> **EXERCISE A**:
In the article on New Jersey's welfare family cap, by how much did the Rutgers draft study estimate the cap raised the state's abortion rate?
> **EXERCISE B**:
Continue the article on New Jersey's welfare family cap from its last sentence.

Monday, Jun. 22, 1998

Incite to Abort

By TAMALA M. EDWARDS

The problem with social engineering is that it so often falls prey to the law of unintended consequences. Take welfare reform in New Jersey. Five years ago, the state became a conservative favorite thanks to a tough new law ensuring that any woman who became pregnant while on welfare would not be given additional cash assistance for her new child. Advocates of the law, known as the family cap, called it a strike for personal responsibility, one that would force welfare parents to make the same family-planning decisions that working-class families do. Twenty-three other states followed suit.

But last week New Jersey learned of the measure's unforeseen consequences. According to a draft study prepared for the state health department by Rutgers University, the cap boosted New Jersey's abortion rate by an estimated 240 procedures a year. This "small but nontrivial" effect seemed to prove what antiabortion groups like the Catholic Conference have long warned: that some women having to choose between raising a child without cash benefits and having an abortion paid for by Medicaid will pick abortion. And the report is likely to become exhibit A for the American Civil Liberties Union and the NOW Legal and Educational Defense Fund, which are suing to repeal the law. This strange sorority of opponents also contends that the cap unfairly penalizes the 25,000 children born without benefits and has a disproportionate effect on African Americans.

> **ENTRIES PROVIDED**:
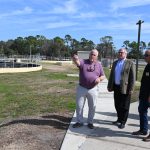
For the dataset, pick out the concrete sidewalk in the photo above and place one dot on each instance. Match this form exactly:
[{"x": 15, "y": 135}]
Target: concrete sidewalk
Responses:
[{"x": 105, "y": 135}]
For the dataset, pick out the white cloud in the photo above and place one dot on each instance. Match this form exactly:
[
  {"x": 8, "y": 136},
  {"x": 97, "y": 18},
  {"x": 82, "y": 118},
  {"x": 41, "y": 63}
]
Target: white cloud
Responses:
[
  {"x": 24, "y": 11},
  {"x": 90, "y": 15},
  {"x": 61, "y": 24},
  {"x": 66, "y": 7},
  {"x": 128, "y": 3}
]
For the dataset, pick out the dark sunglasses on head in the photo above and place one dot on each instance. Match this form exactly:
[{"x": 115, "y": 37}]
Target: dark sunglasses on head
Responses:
[{"x": 146, "y": 55}]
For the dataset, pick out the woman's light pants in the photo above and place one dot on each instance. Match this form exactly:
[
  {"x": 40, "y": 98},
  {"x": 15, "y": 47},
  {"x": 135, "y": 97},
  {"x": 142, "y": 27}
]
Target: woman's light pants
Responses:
[{"x": 81, "y": 96}]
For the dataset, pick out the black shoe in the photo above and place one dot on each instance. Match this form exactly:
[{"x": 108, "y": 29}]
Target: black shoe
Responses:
[
  {"x": 77, "y": 125},
  {"x": 90, "y": 125},
  {"x": 121, "y": 126},
  {"x": 147, "y": 138},
  {"x": 139, "y": 132},
  {"x": 116, "y": 122}
]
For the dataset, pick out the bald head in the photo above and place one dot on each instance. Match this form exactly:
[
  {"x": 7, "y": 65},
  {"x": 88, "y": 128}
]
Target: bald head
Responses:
[
  {"x": 147, "y": 56},
  {"x": 94, "y": 51},
  {"x": 93, "y": 56}
]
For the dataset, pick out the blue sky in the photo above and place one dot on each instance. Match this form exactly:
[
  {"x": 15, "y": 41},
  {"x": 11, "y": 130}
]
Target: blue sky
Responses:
[{"x": 79, "y": 18}]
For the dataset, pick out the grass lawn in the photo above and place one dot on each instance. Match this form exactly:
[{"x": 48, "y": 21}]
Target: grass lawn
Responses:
[{"x": 33, "y": 93}]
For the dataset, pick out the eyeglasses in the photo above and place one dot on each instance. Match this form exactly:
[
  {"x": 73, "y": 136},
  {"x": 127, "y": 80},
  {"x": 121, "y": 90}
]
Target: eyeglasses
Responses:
[
  {"x": 146, "y": 55},
  {"x": 91, "y": 68},
  {"x": 93, "y": 55},
  {"x": 120, "y": 52}
]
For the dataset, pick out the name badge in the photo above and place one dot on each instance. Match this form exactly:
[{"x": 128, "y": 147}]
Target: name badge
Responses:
[{"x": 147, "y": 74}]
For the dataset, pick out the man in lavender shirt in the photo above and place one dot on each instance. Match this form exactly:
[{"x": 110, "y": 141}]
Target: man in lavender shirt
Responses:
[{"x": 90, "y": 75}]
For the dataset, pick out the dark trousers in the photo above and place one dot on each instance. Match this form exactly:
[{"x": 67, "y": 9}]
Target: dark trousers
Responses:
[
  {"x": 122, "y": 104},
  {"x": 143, "y": 110}
]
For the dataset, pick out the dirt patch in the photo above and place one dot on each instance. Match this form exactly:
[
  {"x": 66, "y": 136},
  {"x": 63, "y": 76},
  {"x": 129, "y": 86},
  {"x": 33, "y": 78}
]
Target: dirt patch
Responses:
[{"x": 44, "y": 132}]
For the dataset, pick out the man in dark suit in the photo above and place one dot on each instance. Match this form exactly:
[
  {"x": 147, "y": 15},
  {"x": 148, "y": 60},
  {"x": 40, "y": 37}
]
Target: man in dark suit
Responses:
[
  {"x": 144, "y": 99},
  {"x": 121, "y": 81}
]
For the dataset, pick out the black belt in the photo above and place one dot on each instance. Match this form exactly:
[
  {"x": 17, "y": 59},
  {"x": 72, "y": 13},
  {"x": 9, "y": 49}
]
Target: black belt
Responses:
[{"x": 86, "y": 87}]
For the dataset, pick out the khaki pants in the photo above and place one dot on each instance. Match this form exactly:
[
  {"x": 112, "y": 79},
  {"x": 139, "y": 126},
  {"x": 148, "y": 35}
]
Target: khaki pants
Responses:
[{"x": 81, "y": 96}]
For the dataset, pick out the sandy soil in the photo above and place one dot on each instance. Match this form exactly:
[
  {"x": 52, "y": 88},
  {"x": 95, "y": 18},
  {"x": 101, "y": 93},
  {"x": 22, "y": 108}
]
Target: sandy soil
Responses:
[{"x": 34, "y": 133}]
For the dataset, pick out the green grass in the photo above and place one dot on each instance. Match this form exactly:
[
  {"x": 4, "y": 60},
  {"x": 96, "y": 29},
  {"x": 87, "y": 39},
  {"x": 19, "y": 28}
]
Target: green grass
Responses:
[
  {"x": 33, "y": 93},
  {"x": 23, "y": 94}
]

> **RESPONSE BOX A**:
By an estimated 240 procedures a year.

> **RESPONSE BOX B**:
State health officials have kicked the report back to Rutgers, alleging faulty methodology in the $1 million study. Governor Christine Todd Whitman, who had promised to revisit the law if it increased abortions, now sidesteps that pledge, saying the report is "only a draft." Conservative groups like the Heritage Foundation and the Family Research Council, which had lobbied for the cap to be made federal law despite the objections of other pro-life groups, avoided comment. But the hard questions aren't going away. Rutgers is reviewing its study, but researchers don't expect the results to change.